→ **Instruction**:
Copy out the rows below word for word, beginning with the line that contains "Please segment every instance of the pine" and continuing through the line that contains "[[[68,318],[59,293],[59,268],[44,263],[0,273],[0,327]]]".

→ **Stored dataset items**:
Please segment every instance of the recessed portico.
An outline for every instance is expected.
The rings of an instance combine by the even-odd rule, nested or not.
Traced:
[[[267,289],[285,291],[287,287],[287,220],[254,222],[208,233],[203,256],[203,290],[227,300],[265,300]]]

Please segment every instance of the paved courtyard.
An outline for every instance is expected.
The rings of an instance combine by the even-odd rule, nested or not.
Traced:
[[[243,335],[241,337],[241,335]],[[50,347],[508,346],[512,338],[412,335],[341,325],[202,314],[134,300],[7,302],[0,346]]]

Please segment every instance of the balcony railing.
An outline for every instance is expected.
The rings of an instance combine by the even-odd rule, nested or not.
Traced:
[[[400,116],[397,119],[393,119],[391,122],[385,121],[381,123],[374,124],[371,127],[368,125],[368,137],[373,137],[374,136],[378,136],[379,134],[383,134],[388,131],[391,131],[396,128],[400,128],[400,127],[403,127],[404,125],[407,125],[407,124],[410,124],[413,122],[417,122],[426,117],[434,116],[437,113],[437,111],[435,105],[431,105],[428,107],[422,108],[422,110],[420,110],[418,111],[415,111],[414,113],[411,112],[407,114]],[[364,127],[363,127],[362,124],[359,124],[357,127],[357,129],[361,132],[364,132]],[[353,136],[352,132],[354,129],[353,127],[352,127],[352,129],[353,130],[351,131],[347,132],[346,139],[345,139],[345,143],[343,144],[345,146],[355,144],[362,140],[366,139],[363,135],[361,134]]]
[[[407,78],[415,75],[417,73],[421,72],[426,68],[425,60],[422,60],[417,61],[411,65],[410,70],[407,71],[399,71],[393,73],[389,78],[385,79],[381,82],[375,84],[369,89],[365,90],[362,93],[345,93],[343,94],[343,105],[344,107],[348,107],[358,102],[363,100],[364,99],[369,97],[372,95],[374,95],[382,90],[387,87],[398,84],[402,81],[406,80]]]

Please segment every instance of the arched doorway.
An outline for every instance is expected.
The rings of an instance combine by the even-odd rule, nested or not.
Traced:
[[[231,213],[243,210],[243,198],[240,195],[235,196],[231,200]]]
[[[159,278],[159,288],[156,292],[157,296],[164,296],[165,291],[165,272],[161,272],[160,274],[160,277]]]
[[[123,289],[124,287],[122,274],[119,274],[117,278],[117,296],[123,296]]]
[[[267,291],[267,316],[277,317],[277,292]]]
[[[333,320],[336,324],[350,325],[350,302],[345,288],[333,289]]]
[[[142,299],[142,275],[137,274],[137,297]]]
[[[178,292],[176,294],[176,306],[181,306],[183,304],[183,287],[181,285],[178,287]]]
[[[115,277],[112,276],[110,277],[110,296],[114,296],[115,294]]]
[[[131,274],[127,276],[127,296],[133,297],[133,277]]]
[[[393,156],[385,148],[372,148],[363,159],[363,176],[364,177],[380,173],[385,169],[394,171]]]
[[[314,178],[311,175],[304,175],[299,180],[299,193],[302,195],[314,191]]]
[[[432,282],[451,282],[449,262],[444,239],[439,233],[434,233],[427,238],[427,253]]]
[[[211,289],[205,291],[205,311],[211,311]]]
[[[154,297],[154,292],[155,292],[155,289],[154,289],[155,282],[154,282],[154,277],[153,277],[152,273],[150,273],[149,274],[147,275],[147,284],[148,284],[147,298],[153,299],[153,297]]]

==

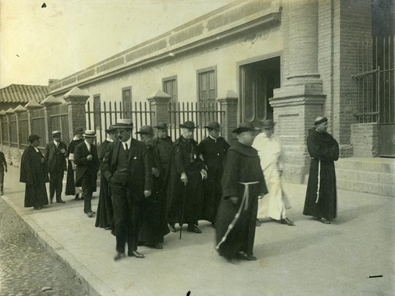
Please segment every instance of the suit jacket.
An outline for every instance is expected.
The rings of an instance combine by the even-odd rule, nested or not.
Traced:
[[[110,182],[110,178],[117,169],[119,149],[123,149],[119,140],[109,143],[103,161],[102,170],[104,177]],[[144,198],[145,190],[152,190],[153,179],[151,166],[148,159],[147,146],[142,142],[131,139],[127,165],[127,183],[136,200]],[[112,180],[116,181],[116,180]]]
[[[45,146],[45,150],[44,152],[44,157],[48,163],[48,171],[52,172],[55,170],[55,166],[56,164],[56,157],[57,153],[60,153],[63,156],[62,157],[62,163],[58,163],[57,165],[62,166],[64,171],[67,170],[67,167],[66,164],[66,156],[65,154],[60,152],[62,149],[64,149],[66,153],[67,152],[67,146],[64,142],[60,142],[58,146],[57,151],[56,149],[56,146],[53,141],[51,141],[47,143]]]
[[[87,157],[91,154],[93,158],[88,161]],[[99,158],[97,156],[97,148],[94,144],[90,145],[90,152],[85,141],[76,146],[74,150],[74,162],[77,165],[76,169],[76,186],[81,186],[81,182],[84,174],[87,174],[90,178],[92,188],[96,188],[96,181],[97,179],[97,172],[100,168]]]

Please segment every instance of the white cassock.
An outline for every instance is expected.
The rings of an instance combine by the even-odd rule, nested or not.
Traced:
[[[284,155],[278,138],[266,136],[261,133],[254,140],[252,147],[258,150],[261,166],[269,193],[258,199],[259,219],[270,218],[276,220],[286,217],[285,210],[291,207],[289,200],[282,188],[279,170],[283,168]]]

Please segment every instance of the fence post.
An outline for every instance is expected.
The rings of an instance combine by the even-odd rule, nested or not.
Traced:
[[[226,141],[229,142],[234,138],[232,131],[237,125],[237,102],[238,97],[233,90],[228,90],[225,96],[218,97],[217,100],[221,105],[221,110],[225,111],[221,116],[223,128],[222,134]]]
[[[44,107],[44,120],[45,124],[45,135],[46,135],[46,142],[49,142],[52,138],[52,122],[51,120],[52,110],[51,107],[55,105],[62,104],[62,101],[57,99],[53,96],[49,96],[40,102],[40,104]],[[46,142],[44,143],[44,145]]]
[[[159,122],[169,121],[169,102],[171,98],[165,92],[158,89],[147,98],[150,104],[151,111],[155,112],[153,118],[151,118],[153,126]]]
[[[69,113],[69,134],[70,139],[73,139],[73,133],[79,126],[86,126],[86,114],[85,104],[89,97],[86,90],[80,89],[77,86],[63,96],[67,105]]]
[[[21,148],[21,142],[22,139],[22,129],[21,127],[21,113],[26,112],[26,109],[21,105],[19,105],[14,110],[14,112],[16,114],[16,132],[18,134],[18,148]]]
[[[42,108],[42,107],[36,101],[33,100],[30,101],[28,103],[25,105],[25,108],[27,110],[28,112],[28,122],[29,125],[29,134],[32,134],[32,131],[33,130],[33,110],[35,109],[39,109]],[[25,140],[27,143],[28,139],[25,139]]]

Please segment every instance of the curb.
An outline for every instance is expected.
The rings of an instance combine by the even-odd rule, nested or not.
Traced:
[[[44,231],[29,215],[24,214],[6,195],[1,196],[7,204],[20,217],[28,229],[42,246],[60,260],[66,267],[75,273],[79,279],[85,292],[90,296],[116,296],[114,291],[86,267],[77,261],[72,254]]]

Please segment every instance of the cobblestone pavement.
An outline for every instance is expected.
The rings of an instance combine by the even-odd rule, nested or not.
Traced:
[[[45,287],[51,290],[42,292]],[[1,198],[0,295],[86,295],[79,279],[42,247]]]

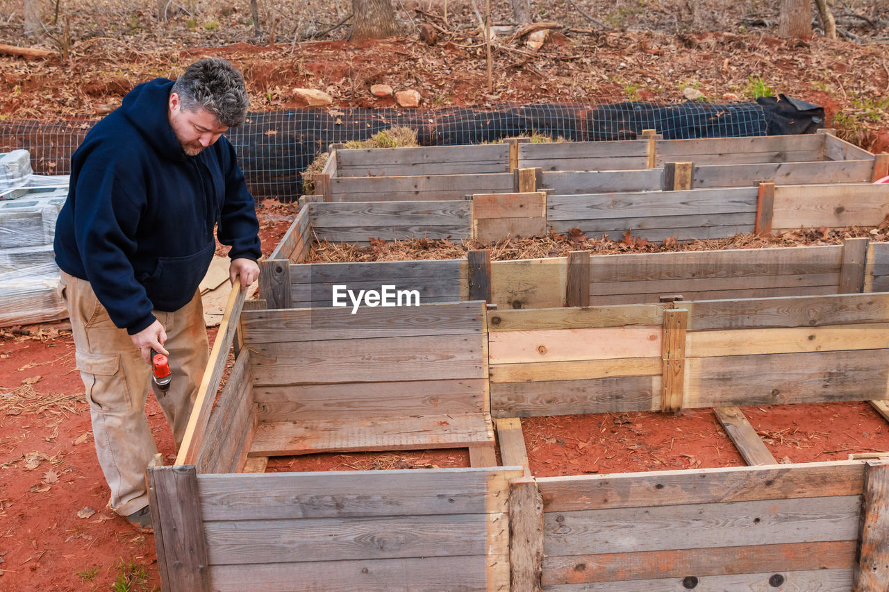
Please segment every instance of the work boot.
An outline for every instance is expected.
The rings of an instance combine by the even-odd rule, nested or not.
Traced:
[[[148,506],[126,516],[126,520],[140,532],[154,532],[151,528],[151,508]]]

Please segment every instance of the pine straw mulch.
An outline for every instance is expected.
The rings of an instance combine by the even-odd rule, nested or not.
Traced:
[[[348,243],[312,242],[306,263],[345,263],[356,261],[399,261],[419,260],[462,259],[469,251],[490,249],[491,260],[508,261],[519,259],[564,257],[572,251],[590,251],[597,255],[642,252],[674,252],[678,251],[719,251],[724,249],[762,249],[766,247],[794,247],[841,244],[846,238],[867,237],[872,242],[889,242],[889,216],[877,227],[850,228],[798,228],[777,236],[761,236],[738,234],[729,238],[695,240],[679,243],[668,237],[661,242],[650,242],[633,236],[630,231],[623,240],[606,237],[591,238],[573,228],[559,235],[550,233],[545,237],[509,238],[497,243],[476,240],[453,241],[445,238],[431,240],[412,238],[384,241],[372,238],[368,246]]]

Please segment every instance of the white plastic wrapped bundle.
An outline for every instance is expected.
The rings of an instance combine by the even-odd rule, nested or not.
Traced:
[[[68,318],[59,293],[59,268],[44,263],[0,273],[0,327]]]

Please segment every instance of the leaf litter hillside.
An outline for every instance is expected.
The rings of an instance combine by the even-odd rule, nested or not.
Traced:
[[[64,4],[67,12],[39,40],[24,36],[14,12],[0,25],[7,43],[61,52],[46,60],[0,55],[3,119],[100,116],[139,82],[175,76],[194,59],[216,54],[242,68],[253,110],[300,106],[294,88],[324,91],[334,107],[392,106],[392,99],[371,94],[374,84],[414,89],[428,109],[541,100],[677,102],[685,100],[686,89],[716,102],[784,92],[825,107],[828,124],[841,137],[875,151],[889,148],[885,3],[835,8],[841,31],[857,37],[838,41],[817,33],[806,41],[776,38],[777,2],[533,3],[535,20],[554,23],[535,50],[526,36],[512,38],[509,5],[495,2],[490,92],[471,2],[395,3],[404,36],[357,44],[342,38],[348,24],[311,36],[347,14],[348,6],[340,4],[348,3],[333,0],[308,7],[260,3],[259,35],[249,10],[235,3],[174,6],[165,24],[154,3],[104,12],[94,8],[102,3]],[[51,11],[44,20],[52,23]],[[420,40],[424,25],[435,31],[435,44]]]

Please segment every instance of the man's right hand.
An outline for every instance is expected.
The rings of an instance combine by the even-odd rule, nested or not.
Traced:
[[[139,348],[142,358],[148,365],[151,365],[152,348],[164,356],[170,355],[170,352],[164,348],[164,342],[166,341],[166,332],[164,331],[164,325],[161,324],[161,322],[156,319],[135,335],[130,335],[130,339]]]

* * *

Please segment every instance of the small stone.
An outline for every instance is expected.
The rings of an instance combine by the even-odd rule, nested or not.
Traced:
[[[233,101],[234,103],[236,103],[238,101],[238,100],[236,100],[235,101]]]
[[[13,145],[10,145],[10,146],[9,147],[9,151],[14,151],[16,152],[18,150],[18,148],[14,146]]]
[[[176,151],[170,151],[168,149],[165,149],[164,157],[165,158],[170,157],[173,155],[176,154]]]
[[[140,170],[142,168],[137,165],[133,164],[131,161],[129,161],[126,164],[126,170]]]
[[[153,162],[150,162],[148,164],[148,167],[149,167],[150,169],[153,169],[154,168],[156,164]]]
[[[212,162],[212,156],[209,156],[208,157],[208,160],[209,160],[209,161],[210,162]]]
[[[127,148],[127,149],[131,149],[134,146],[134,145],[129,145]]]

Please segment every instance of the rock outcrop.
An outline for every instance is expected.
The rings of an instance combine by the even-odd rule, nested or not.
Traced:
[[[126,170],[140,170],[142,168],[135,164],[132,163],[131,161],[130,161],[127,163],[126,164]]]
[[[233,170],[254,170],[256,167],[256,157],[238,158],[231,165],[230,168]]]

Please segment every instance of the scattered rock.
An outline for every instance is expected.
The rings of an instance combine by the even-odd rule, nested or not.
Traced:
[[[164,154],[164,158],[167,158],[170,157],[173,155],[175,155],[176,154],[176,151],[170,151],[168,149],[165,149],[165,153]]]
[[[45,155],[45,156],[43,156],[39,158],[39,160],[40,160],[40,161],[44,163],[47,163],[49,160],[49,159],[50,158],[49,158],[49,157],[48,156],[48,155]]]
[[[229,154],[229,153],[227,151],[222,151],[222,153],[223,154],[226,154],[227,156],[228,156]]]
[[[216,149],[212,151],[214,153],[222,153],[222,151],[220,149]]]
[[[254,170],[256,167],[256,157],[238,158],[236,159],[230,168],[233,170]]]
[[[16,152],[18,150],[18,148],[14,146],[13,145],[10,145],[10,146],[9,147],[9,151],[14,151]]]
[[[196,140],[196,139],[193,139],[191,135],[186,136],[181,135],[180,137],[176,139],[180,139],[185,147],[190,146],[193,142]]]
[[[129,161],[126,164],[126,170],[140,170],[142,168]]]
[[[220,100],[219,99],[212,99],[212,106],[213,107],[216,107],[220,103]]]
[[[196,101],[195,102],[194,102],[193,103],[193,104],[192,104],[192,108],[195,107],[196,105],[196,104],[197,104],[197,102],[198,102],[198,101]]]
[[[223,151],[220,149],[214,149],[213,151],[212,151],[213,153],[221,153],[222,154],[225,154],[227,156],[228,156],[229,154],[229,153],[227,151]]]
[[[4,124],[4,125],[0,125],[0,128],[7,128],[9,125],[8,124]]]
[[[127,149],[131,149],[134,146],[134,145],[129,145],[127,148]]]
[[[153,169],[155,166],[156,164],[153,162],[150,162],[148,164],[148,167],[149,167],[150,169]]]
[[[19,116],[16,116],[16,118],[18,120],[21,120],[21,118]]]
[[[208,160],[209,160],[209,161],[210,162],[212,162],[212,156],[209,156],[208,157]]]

→ **Complete output**:
Please segment every instance of the pine straw mulch.
An outline for every instance is expected.
The rings of an instance combine by the even-odd rule, nested or not.
Traced:
[[[348,243],[312,242],[306,263],[345,263],[356,261],[399,261],[419,260],[462,259],[469,251],[490,249],[491,260],[508,261],[519,259],[564,257],[572,251],[590,251],[597,255],[642,252],[674,252],[678,251],[719,251],[724,249],[762,249],[766,247],[794,247],[841,244],[846,238],[867,237],[872,242],[889,242],[889,216],[877,227],[850,228],[798,228],[777,236],[761,236],[738,234],[729,238],[695,240],[679,243],[668,237],[661,242],[650,242],[633,236],[630,231],[623,240],[606,237],[591,238],[573,228],[559,235],[550,233],[545,237],[509,238],[497,243],[476,240],[453,241],[445,238],[431,240],[412,238],[384,241],[372,238],[368,246]]]

Please segment every instance of the white plastic wrapped bundle.
An outline for every instance is expected.
The rings of an instance combine by the even-odd rule, nested or not.
Traced:
[[[68,318],[59,293],[59,268],[44,263],[0,273],[0,327]]]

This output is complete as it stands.